### Supplied text
>> begin

= Doctrine =

Codification of beliefs

Doctrine (from doctrina, meaning 'teaching, instruction') is a codification of beliefs or a body of teachings or instructions, taught principles or positions, as the essence of teachings in a given branch of knowledge or in a belief system. The etymological Greek analogue is 'catechism'.

Often the word doctrine specifically suggests a body of religious principles as promulgated by a church. Doctrine may also refer to a principle of law, in the common-law traditions, established through a history of past decisions.

==Religious usage==

Examples of religious doctrines include:
- Christian theology:
  - Doctrines such as the Trinity, the virgin birth and atonement
  - The Salvation Army Handbook of Doctrine
  - Transubstantiation and Marian teachings in Roman Catholic theology. The department of the Roman Curia which deals with questions of doctrine is called the Congregation for the Doctrine of the Faith.
  - The distinctive Calvinist doctrine of "double" predestination
  - The Methodist Church of Great Britain refers to the "doctrines to which the preachers of the Methodist Church are pledged" as doctrinal standards
- Yuga in Hinduism
- Postulation or Syādvāda in Jainism
- The Four Noble Truths in Buddhism

Roman Catholic and Orthodox doctrine generally comes from the writings of the Church Fathers, which has been clarified in various Ecumenical councils. Short versions can be found in brief statements of Christian doctrine, in prayer books. Longer versions take the form of catechisms. Protestants generally reject Christian tradition and instead derive their doctrine solely from the Bible.

>> end

### Exercise requirements
1. In the text on doctrine, list each religious doctrine given as an example for a faith other than Christianity, along with the faith it belongs to.
2. Continue the text on doctrine from its final sentence, about how Protestants derive their doctrine.

### Supplied information
>> begin

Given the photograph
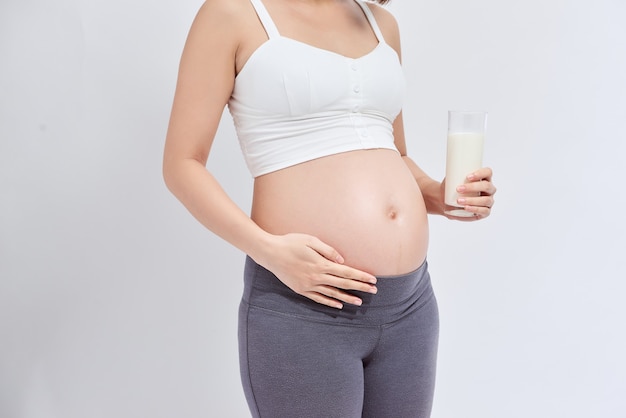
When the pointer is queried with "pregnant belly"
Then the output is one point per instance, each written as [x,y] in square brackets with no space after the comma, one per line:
[364,203]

>> end

### Exercise responses
1.
- Yuga (Hinduism)
- Postulation or Syādvāda (Jainism)
- The Four Noble Truths (Buddhism)

2.
==Philosophical usage==
- Epicurus' 40 Principal Doctrines, the first four of which make up the Tetrapharmakos

==Measure of religiosity==
According to sociologist Mervin Verbit, doctrine may be understood as one of the key components of religiosity. He divides doctrine into four categories: content, frequency (degree to which it may occupy the person's mind), intensity and centrality. Each of these may vary from one religion to the next, within that religious tradition.

In this sense, doctrine is similar to Charles Glock's "belief" dimension of religiosity.

==Military usage==
The term doctrine also applies to the concept of an established procedure to execute an operation in warfare. The typical example is tactical doctrine in which a standard set of maneuvers, kinds of troops and weapons are employed as a default approach to a kind of attack.

Examples of military doctrines include:
- Guerre de course
- Hit-and-run tactics
- Mahanian of late 19th up to mid-20th century
- Manhunting doctrine, or assured individual destruction
- Shock and awe
- Soviet deep battle of World War II
- Trench warfare of World War I

==Cold War doctrines==
The Cold War saw the enunciation of several strategic doctrines designed to contain Soviet expansion.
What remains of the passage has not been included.